AIM OF THE EXERCISE
Each line of the data below that carries the word "tight" needs to be copied.
************
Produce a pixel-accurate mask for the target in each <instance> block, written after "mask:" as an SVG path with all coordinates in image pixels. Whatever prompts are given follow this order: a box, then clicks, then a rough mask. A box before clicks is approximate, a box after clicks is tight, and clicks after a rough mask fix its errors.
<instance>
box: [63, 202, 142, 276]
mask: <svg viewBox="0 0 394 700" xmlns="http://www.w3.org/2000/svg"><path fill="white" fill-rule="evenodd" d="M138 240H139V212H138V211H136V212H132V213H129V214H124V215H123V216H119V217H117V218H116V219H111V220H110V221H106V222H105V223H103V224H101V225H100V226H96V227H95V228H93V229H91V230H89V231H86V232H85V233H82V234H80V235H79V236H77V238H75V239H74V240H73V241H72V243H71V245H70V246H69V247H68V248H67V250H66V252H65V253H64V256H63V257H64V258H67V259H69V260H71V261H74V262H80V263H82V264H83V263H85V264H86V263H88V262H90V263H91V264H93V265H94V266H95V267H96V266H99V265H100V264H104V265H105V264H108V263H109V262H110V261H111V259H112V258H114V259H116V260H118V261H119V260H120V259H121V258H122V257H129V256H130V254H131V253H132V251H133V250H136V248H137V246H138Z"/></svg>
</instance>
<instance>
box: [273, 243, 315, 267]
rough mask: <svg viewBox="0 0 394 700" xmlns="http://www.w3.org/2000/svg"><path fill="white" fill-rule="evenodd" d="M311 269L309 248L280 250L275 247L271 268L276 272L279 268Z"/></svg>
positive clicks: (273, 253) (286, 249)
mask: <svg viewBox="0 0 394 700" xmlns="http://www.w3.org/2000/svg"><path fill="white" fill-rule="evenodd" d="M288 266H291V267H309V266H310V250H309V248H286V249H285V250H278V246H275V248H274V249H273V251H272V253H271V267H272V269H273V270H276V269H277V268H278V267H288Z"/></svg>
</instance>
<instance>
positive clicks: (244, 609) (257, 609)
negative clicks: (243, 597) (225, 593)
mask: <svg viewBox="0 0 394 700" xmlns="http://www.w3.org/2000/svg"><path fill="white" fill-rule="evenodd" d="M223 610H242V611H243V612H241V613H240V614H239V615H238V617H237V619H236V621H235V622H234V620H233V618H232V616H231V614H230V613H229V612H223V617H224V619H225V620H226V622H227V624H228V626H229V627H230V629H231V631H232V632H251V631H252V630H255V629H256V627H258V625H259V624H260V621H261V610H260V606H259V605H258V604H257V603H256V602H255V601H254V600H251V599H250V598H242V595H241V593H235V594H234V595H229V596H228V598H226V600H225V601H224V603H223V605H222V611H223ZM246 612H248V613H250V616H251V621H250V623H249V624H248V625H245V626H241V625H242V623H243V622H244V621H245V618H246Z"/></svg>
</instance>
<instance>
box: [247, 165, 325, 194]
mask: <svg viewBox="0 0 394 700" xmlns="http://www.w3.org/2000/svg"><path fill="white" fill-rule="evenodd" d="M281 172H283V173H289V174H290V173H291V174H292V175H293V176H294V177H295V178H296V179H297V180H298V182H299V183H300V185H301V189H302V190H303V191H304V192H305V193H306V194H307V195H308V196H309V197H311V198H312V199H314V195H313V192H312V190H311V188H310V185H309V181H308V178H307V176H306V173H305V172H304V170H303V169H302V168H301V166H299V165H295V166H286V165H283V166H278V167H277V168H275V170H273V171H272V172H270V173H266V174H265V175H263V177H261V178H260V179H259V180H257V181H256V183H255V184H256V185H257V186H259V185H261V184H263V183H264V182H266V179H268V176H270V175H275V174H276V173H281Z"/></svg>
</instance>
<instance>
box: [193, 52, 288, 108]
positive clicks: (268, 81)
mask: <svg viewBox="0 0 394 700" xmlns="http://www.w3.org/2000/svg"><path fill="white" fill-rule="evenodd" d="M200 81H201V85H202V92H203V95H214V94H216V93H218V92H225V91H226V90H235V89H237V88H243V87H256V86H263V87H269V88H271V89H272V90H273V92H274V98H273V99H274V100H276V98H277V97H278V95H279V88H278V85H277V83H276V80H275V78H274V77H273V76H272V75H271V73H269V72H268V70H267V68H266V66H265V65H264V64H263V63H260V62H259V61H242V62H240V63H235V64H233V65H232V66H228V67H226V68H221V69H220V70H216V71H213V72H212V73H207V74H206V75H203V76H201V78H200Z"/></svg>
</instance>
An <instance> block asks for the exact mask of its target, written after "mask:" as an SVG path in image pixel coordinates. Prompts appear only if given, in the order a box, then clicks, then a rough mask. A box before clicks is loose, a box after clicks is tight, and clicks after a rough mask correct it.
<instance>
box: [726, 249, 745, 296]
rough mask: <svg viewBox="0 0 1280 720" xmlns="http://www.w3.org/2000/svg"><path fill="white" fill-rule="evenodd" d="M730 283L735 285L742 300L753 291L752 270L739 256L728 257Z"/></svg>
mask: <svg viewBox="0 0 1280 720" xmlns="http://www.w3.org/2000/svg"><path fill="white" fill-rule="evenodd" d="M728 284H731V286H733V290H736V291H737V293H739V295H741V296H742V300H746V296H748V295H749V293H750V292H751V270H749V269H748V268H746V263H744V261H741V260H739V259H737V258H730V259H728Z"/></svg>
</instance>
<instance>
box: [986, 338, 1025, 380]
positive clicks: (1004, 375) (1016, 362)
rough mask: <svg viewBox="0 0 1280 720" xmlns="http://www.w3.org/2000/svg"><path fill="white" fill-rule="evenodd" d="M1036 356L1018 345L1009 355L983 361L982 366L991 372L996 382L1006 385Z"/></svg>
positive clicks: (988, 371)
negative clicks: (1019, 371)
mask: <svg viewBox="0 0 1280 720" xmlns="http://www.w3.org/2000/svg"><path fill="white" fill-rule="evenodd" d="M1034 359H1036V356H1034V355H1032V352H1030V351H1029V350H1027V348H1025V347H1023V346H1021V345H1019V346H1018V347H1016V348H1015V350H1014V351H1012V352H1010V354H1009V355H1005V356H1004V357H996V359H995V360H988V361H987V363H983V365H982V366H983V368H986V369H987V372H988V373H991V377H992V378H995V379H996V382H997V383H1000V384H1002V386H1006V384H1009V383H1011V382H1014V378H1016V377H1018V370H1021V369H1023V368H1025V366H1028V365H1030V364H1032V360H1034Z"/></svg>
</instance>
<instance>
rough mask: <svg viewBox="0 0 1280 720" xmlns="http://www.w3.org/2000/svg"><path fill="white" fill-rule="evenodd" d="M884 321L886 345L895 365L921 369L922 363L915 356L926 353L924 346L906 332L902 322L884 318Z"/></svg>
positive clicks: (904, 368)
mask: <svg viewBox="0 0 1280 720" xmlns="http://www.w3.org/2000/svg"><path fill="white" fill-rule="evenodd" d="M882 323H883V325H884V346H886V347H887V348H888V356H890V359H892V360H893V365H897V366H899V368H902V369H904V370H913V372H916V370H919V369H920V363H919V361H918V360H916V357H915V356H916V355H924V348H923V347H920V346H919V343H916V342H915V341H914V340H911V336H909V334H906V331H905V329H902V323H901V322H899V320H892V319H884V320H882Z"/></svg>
************
RESULT FOR THIS TASK
Produce a pixel-accurate mask for the target in each <instance> block, written after "mask:" as an SVG path with all coordinates in image pixels. Whatever prompts are given follow this order: a box, then clicks, then a rough mask. A box before clicks is approximate, a box after clicks is tight, and clicks after a rough mask fix its errors.
An <instance> block asks for the exact mask of its target, written after "mask:" as an SVG path in image pixel coordinates. Prompts appear only if given, in the order a box, then clicks, then a rough mask. A box before clicks is loose, a box after clicks is tight, and clicks after a rough mask correct it.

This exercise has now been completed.